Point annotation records
★ ★ ★ ★
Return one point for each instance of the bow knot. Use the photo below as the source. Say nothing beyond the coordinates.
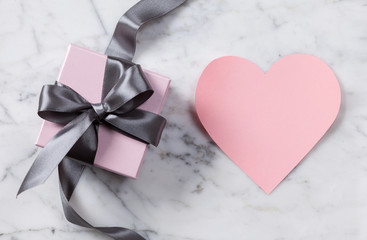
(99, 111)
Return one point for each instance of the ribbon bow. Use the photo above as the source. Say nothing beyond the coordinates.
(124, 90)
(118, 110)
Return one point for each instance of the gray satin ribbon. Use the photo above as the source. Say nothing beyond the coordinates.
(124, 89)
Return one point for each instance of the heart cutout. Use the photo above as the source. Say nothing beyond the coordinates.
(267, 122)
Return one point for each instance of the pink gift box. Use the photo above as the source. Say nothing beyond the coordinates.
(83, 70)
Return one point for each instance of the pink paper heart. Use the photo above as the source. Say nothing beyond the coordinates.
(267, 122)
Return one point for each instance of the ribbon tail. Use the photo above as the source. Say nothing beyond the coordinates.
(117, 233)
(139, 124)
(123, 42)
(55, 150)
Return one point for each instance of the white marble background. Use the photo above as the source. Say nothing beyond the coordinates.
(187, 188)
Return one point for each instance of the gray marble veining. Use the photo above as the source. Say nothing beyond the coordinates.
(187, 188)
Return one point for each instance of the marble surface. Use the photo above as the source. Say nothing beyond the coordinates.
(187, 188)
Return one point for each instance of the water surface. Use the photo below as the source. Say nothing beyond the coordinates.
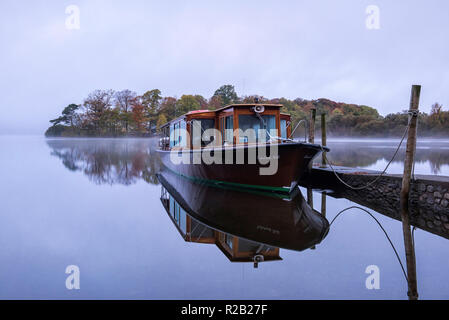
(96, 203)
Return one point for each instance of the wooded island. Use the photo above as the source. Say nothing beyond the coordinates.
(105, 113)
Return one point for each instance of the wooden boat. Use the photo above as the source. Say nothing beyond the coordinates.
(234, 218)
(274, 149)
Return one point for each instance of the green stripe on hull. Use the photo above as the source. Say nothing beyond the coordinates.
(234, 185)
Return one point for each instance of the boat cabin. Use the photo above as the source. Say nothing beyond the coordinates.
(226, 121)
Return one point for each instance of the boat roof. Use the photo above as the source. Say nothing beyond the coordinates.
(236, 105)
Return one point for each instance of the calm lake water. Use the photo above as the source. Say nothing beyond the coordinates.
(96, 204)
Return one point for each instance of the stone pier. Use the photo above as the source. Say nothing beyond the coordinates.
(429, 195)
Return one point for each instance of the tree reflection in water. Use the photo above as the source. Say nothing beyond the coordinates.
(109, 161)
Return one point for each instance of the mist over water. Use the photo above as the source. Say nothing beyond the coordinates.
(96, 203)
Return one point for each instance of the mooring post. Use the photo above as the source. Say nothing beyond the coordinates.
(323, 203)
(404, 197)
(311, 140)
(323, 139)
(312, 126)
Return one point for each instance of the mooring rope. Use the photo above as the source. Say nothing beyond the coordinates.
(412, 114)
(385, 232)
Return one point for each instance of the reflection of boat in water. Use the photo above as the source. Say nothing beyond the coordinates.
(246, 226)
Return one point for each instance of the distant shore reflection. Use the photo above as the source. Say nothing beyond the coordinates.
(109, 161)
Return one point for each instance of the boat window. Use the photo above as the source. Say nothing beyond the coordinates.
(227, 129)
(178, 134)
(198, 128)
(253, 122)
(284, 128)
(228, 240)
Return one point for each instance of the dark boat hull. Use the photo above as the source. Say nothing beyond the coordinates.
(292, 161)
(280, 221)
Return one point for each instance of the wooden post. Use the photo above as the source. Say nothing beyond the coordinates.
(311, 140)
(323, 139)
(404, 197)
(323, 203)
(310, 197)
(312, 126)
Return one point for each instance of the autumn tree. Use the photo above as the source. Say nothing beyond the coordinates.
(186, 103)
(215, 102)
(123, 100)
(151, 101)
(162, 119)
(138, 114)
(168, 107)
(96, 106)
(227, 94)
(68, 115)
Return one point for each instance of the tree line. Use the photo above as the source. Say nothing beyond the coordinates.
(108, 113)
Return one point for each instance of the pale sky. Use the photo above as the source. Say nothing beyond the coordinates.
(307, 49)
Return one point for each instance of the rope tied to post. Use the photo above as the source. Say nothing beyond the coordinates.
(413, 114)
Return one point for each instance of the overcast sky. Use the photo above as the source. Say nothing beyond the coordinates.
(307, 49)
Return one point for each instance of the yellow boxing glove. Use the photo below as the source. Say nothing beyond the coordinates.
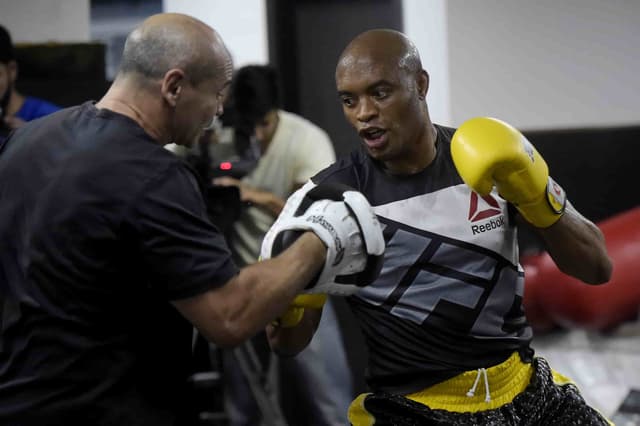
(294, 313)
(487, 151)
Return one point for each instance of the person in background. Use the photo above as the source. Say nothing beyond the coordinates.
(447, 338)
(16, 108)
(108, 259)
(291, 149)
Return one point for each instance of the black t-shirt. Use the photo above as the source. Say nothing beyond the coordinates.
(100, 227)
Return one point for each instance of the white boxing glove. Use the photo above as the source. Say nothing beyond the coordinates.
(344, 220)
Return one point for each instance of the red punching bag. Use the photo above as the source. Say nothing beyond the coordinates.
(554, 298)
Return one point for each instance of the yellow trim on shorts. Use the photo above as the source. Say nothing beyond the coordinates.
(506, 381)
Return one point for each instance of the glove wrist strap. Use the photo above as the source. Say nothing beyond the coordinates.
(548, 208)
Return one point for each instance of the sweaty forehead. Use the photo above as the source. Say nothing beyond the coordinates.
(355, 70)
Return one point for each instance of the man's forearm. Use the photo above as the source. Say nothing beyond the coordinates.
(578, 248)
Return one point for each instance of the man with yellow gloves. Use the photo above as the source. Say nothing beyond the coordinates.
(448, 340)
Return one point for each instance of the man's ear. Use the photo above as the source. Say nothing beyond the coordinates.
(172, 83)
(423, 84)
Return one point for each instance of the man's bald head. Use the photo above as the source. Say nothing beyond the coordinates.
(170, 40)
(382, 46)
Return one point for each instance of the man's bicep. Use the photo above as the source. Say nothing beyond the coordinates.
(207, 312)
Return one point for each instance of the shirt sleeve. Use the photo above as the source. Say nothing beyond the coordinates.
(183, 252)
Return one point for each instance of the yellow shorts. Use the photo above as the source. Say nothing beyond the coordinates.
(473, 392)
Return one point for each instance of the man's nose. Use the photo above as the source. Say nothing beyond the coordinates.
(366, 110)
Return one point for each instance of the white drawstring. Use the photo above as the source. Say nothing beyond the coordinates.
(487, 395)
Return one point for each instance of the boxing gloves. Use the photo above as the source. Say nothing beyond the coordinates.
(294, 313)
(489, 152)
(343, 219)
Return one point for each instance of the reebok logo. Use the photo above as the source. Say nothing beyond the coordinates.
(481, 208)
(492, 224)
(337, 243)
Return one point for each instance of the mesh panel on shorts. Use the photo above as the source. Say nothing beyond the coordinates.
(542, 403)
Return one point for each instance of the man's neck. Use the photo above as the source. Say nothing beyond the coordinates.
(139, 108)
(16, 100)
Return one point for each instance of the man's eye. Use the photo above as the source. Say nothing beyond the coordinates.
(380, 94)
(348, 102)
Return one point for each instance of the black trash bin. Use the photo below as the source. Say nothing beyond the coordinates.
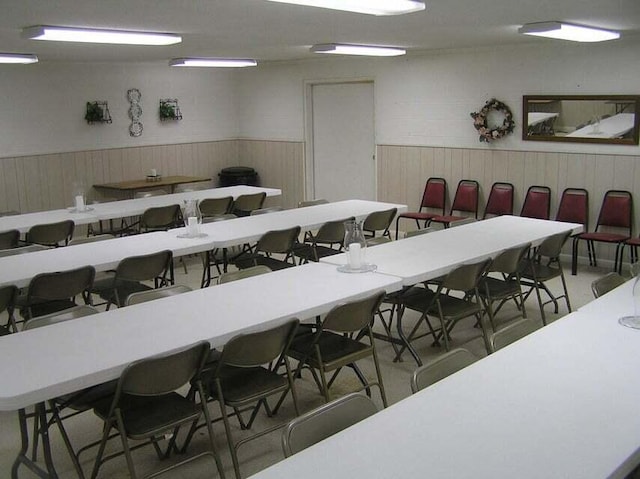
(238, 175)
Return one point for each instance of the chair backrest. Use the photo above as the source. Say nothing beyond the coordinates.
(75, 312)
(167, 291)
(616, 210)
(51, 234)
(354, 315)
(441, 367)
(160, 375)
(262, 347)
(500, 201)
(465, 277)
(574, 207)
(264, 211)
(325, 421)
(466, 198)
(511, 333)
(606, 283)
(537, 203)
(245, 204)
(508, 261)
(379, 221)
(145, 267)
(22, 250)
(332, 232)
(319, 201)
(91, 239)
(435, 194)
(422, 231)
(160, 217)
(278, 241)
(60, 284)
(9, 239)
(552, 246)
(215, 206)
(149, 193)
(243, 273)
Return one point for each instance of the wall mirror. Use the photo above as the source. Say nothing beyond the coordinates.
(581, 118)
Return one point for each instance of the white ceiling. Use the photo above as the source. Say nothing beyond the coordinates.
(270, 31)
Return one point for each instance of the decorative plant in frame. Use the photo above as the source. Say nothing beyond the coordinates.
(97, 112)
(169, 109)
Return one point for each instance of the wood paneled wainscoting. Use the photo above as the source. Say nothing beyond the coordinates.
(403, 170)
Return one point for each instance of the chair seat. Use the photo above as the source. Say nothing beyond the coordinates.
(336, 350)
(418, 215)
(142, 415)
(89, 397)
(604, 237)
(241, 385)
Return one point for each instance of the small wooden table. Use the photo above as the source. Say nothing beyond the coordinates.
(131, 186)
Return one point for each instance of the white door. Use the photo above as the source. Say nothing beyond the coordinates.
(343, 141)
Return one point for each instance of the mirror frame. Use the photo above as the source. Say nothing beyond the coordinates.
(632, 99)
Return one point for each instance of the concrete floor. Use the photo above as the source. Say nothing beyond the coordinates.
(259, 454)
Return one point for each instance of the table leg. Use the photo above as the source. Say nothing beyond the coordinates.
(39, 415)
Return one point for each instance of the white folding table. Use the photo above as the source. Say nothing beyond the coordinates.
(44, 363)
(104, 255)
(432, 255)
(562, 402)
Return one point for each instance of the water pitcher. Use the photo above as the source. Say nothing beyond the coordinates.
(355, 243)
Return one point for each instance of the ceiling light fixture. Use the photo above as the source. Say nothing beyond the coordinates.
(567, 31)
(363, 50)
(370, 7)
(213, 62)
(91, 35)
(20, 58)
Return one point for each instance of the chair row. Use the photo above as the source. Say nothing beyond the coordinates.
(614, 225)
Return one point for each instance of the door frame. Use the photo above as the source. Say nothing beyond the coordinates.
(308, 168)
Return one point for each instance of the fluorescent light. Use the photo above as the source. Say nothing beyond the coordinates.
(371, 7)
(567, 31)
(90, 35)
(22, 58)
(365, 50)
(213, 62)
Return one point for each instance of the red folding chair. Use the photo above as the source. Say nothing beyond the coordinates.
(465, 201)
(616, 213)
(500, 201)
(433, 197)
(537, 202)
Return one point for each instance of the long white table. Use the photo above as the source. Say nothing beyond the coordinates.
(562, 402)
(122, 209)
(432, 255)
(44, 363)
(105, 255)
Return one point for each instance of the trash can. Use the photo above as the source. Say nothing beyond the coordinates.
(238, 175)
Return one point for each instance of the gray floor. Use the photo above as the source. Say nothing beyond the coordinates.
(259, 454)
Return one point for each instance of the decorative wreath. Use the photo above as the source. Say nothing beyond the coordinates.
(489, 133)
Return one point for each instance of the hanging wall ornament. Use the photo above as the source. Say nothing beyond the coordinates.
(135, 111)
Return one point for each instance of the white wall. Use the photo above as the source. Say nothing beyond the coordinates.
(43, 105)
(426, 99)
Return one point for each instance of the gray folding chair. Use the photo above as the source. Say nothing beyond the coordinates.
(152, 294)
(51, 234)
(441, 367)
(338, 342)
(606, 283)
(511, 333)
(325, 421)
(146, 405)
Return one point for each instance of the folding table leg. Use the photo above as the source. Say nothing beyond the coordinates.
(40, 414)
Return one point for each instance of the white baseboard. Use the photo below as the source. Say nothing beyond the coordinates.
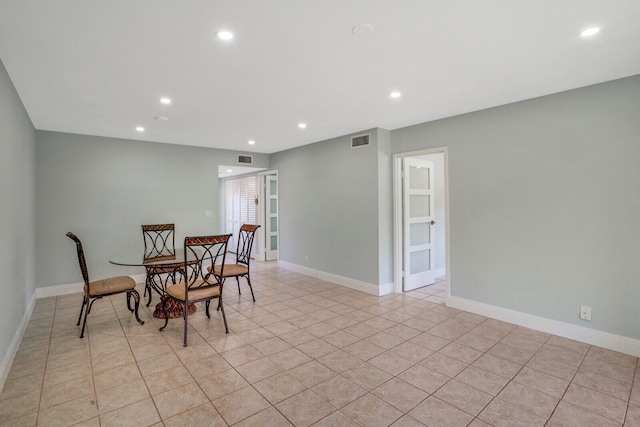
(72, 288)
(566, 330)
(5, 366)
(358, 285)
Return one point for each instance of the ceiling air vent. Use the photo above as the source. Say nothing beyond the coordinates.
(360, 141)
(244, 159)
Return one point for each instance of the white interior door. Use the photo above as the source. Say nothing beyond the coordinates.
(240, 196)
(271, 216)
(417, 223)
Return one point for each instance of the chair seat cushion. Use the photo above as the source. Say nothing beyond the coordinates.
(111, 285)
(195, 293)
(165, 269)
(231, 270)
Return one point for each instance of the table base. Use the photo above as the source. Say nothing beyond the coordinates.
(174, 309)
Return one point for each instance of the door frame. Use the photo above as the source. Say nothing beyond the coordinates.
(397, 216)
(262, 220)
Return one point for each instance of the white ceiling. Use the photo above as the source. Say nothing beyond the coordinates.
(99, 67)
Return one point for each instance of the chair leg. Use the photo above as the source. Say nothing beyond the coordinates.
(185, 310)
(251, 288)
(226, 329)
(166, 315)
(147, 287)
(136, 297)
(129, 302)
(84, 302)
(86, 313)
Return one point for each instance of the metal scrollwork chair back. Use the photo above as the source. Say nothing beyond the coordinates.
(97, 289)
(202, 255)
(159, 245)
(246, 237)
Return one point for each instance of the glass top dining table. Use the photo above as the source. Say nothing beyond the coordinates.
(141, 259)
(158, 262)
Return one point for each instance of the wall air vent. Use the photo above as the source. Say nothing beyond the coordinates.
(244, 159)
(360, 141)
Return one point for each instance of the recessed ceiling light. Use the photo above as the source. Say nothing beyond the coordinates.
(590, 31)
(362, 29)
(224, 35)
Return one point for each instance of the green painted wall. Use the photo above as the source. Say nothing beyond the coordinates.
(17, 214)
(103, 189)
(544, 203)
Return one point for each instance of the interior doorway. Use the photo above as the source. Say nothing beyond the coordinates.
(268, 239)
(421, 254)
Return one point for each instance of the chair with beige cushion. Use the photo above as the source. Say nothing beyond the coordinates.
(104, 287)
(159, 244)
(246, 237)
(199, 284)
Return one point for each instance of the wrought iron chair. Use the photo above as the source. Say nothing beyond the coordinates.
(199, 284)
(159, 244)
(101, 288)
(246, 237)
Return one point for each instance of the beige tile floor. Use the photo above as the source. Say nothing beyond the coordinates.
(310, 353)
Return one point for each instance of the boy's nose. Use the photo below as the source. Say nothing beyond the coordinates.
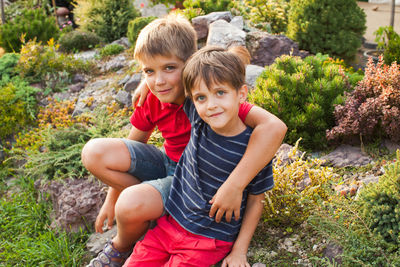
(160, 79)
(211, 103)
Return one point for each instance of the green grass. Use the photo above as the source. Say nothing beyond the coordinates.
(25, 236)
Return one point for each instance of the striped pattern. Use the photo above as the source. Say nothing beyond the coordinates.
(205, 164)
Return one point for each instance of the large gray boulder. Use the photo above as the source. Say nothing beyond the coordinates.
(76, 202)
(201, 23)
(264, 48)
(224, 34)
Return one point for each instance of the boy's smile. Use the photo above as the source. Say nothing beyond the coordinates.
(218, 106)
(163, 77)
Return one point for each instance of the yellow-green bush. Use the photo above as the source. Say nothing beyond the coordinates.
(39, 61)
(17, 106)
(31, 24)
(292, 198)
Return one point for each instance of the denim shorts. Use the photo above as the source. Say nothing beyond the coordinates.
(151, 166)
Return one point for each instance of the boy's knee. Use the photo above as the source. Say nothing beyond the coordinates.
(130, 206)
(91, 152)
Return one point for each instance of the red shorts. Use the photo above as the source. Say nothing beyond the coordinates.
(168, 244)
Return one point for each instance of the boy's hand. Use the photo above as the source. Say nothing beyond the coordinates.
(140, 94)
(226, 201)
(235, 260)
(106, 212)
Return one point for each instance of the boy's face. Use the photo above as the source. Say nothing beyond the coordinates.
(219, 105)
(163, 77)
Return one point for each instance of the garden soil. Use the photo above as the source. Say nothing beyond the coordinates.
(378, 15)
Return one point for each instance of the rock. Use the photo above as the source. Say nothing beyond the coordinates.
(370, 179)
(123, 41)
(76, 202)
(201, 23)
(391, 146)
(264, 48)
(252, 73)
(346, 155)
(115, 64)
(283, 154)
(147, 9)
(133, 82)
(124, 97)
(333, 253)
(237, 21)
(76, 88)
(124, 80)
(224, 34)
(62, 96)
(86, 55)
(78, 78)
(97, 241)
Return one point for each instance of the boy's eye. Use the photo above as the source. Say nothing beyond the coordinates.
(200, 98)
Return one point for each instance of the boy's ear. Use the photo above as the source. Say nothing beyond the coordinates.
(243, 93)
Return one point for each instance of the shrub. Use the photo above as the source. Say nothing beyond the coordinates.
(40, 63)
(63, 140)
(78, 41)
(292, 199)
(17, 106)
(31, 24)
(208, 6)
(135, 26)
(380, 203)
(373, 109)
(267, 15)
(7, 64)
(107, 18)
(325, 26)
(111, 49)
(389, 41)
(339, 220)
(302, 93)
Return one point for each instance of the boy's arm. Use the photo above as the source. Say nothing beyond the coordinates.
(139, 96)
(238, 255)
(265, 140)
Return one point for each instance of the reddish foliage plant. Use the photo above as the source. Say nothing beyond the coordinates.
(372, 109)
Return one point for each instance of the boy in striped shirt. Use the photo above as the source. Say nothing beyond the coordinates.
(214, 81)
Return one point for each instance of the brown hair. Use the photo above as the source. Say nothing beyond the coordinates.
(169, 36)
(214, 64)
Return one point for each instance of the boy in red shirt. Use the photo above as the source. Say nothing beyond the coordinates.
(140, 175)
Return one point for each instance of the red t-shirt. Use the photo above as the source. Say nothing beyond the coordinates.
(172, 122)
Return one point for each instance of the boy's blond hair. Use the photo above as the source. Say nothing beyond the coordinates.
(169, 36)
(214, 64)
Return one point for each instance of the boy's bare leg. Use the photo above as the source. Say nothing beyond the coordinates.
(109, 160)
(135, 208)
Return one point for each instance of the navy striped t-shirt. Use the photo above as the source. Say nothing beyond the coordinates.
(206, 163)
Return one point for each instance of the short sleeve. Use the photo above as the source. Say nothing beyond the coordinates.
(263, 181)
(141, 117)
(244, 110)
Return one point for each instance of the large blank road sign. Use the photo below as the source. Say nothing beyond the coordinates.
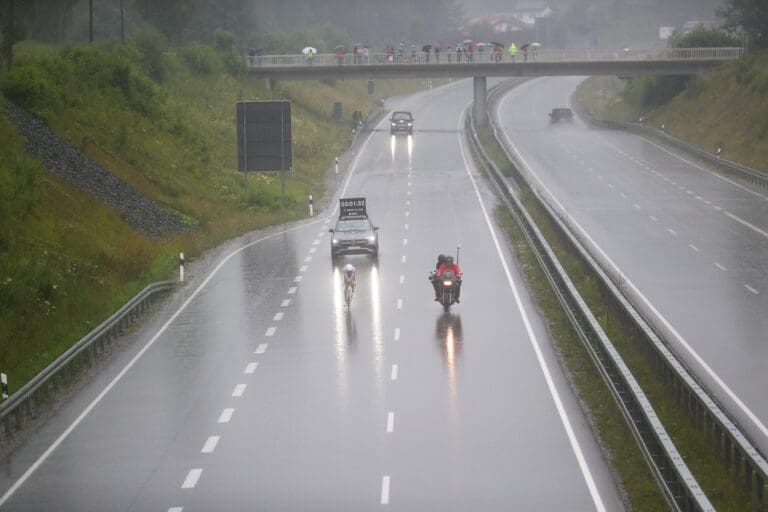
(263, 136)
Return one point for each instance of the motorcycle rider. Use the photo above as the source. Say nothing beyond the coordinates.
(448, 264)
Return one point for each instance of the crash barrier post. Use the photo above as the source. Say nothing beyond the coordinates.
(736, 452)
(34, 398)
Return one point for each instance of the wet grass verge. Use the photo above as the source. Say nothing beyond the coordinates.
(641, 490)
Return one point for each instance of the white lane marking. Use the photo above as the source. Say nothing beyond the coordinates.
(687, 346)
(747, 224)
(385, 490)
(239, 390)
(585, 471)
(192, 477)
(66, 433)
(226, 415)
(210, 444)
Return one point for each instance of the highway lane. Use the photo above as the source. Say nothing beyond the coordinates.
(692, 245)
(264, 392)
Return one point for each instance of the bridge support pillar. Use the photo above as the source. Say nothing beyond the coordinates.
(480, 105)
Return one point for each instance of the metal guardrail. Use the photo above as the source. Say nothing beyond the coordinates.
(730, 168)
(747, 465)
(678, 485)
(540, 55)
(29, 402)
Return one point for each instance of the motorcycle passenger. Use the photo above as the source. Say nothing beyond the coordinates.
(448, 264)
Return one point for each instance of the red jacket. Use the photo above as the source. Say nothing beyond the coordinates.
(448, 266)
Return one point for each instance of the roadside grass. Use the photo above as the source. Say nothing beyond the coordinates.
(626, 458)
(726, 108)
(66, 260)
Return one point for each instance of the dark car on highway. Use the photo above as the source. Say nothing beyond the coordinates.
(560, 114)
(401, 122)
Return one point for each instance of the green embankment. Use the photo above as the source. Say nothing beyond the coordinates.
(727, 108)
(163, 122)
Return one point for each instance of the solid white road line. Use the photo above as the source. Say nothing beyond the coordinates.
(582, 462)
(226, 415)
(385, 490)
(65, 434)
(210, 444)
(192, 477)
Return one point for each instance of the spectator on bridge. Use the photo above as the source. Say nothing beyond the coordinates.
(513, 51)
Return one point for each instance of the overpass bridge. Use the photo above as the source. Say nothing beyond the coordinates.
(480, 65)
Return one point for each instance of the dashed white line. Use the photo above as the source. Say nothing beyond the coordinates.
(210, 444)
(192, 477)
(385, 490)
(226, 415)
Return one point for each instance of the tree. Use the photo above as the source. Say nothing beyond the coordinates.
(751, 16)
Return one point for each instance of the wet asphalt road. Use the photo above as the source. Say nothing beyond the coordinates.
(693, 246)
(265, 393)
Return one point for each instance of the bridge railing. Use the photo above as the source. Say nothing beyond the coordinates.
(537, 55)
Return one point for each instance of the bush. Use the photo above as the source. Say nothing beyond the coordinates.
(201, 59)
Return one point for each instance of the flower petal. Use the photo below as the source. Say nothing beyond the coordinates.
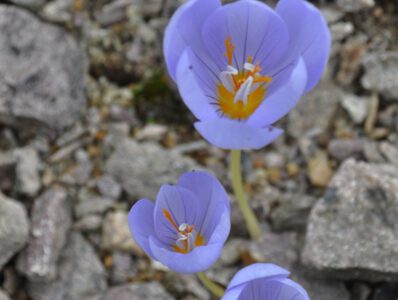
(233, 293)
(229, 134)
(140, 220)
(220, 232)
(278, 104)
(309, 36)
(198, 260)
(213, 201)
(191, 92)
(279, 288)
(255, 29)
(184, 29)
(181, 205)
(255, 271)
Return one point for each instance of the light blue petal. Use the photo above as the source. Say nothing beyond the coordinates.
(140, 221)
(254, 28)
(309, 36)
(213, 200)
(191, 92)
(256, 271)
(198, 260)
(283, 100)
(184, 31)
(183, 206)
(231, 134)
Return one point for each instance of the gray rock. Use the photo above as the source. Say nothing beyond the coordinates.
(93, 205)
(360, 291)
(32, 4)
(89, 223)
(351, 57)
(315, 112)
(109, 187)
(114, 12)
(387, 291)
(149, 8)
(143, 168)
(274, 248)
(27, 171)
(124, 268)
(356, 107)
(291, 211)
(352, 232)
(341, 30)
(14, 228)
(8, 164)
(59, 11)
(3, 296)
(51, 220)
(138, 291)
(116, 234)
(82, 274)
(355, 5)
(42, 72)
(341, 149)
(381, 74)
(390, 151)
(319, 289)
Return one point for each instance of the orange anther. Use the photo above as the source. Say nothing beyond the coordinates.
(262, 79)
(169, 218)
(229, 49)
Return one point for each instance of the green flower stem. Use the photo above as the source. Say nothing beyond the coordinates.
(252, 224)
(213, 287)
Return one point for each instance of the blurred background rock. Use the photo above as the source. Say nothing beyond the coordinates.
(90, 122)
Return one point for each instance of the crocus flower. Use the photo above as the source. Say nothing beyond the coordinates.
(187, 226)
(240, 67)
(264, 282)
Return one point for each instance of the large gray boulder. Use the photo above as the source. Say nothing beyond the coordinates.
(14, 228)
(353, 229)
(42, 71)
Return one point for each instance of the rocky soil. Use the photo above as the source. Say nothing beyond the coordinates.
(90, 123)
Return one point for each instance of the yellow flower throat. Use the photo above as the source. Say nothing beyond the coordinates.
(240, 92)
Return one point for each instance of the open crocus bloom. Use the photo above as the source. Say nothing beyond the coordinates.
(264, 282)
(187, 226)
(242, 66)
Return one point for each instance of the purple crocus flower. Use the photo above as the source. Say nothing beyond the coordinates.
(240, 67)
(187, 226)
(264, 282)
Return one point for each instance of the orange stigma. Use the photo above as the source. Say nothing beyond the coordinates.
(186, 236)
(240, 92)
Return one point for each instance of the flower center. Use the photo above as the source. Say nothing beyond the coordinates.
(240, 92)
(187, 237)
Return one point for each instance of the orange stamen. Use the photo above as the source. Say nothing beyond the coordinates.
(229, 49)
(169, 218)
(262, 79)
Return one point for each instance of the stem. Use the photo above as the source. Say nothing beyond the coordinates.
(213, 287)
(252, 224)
★ ★ ★ ★
Locate the line that contains "Return one point for each instance of the orange stigma.", then please quote it and every line after it to the end of the entries above, exactly and with nothing else.

REPLY.
Return one point for each instance of the orange stigma. Use the photo above as the source. Say nothing beyond the coordinates.
(186, 236)
(240, 92)
Return one point for each instance of the flower center. Use the photo above as the source. Say nothing beyond the coordinates.
(240, 92)
(187, 237)
Return one point for each instance of the orange stamen. Use the photo above as the source. Say nothing beyond the coordinates.
(229, 49)
(169, 218)
(262, 79)
Return one point for each instance of the stem. Use the photo above as the source. Say nothing beyond the coordinates.
(213, 287)
(252, 224)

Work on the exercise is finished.